## Do this
Type out the material below exactly.

── Given data

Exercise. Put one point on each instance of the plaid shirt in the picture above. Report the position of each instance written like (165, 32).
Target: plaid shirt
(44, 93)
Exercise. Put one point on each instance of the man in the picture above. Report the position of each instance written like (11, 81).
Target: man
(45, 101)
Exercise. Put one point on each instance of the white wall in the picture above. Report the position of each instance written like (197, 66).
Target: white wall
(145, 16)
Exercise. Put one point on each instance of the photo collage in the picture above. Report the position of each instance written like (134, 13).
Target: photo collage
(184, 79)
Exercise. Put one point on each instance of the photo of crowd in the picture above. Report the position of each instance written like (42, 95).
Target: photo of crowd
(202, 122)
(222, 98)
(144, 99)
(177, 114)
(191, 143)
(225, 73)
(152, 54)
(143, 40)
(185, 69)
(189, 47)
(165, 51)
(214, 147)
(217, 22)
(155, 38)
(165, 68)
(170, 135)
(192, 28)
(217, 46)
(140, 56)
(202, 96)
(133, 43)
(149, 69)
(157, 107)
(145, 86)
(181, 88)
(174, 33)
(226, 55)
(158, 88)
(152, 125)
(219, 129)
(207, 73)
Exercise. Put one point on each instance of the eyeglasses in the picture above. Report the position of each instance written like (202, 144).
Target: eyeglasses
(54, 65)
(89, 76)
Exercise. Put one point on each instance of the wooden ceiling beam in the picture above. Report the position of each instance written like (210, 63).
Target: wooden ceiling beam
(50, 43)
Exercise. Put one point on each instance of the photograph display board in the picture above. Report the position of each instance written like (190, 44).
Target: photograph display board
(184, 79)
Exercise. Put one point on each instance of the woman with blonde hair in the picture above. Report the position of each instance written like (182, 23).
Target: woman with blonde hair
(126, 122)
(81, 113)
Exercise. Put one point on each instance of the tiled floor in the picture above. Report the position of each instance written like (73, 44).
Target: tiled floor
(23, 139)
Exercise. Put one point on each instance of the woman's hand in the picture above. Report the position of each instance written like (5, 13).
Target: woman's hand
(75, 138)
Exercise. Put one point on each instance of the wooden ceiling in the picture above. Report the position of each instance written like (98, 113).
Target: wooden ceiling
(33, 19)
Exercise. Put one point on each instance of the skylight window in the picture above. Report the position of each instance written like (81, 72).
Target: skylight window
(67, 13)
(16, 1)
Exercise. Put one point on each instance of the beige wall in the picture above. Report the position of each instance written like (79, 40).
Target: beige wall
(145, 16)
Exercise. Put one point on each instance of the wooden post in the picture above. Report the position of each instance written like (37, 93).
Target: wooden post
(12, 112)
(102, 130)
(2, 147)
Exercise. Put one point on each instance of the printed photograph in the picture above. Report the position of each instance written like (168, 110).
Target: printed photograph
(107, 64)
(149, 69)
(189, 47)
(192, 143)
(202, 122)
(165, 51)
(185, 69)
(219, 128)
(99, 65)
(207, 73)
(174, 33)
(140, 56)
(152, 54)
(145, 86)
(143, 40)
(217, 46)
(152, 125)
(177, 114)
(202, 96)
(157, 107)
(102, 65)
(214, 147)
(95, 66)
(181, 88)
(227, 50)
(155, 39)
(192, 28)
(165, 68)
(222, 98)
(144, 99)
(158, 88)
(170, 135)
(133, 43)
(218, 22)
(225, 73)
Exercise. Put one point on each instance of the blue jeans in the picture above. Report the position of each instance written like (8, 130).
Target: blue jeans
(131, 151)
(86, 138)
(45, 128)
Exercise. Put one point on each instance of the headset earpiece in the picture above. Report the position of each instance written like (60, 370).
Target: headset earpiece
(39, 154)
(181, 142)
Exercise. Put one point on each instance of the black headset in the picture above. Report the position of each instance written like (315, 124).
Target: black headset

────

## Solution for this exercise
Exercise. Put one point on each instance of the plaid shirt in the picture above. Report the position of each instance written like (165, 32).
Target: plaid shirt
(44, 93)
Exercise. Put one point on each instance of the man in the picture above. Report the position of each instance written like (11, 81).
Target: man
(45, 101)
Exercise. Put one point on each instance of the white wall in the picture above. Report the position of each instance written like (197, 66).
Target: white wall
(145, 16)
Exercise. Put one point on each instance of the photo collage in the picture above. Report the position of each instance written like (134, 13).
Target: photo collage
(184, 79)
Exercise. Put one point on each instance of the photo of crowd in the picture above. Report the position of each instance written like (42, 95).
Target: photo of crowd
(202, 122)
(222, 98)
(144, 99)
(177, 114)
(191, 143)
(225, 73)
(152, 54)
(143, 40)
(185, 69)
(189, 47)
(165, 51)
(214, 147)
(217, 22)
(155, 38)
(165, 68)
(170, 135)
(192, 28)
(217, 46)
(140, 56)
(202, 96)
(133, 43)
(149, 69)
(157, 107)
(145, 86)
(181, 88)
(174, 33)
(226, 55)
(158, 88)
(152, 125)
(219, 129)
(207, 73)
Exercise. Put one point on each instance of the eyeglasses in the picture above. Report the position of each instance written like (202, 144).
Target: eyeglasses
(54, 65)
(89, 76)
Exercise. Put one point on each instance of the wooden ceiling beam in the picture above. Report the position of each instance written like (210, 63).
Target: wooden ceiling beam
(50, 43)
Exercise. Put one point on each instance of the photograph display board in the picture above. Report the position of each instance written like (190, 44).
Target: photograph display board
(184, 79)
Exercise. Put one point on each instance of the woman with blonde hair in the picture above. Report the position of each instance written like (182, 23).
Target: woman with blonde hair
(126, 122)
(81, 113)
Exercise. Put one point on each instance of the tiled floor in the picture above. Report the position of each instance written like (73, 44).
Target: tiled floor
(23, 139)
Exercise. Put one point on each instance of the woman's hand in the picture above. Report the position of each instance written like (5, 13).
Target: woman's hand
(75, 138)
Exercise. Put one point on each instance of the wooden ceiling in the picture above. Report the position of each instance written like (98, 113).
Target: wooden ceiling
(33, 19)
Exercise. Put one point on each instance of the skylight window in the picture above. Report the position of each instance written like (81, 72).
Target: skylight window
(67, 13)
(16, 1)
Exercise. Put one point on each instance of the beige wall in the picture above. Report the position of each instance written like (79, 40).
Target: beige wall
(145, 16)
Exercise. Put one point on each instance of the wooden post in the picture above. Report the position of each instance written like (37, 93).
Target: wooden post
(12, 112)
(102, 130)
(2, 147)
Exercise. Put one point on each instance of the printed photograph in the picture above. Report the position of each instance written like (168, 110).
Target: printed photograph
(107, 64)
(149, 69)
(189, 47)
(192, 143)
(202, 122)
(165, 51)
(185, 69)
(219, 128)
(99, 65)
(207, 73)
(174, 33)
(140, 56)
(152, 54)
(145, 86)
(143, 40)
(217, 46)
(152, 125)
(177, 114)
(202, 96)
(157, 107)
(102, 65)
(214, 147)
(95, 66)
(181, 88)
(227, 50)
(155, 39)
(192, 28)
(165, 68)
(222, 98)
(144, 99)
(158, 88)
(170, 135)
(133, 43)
(218, 22)
(225, 73)
Exercise. Put one point on each instance of the blue jeans in the picture above. Report the position of each instance written like (8, 130).
Target: blue jeans
(131, 151)
(86, 138)
(45, 128)
Exercise. Put one point on each instance of the headset earpiece in the picture above. Report the position of each instance written like (60, 370).
Target: headset earpiece
(39, 154)
(181, 142)
Exercise. Put one point on each instance of the black headset in the picture above. Report the position of each instance written like (315, 124).
Target: black headset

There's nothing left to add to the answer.